> _INSTRUCTIONS TO FOLLOW_: The answer should be one number, the count of lines in the data with "control".

[Records from a data collection]
#####

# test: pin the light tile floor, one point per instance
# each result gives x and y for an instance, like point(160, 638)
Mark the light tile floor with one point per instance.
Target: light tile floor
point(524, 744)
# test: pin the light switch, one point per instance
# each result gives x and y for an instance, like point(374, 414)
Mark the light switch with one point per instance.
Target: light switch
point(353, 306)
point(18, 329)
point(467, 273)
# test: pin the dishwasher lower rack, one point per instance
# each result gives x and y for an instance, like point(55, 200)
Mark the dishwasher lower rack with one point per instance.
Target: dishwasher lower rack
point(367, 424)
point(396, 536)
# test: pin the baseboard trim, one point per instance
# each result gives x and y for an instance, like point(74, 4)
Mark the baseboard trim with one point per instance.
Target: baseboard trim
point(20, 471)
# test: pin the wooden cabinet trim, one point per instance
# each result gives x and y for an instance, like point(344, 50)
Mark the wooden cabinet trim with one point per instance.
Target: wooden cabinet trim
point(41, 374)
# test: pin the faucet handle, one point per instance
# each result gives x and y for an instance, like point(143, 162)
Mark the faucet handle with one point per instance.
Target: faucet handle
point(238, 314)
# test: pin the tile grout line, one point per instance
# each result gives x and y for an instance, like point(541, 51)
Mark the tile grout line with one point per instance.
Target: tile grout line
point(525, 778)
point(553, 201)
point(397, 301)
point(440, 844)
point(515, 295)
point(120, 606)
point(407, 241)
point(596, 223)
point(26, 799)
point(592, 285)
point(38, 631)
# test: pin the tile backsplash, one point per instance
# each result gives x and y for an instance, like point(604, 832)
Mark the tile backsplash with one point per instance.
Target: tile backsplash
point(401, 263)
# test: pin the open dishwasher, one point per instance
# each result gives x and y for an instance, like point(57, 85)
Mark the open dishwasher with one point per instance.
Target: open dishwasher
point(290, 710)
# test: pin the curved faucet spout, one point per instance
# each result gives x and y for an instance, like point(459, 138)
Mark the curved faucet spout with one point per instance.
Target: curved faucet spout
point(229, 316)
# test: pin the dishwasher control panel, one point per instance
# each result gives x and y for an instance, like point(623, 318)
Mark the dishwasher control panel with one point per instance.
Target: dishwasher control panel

#####

> _TASK SOLUTION_: 3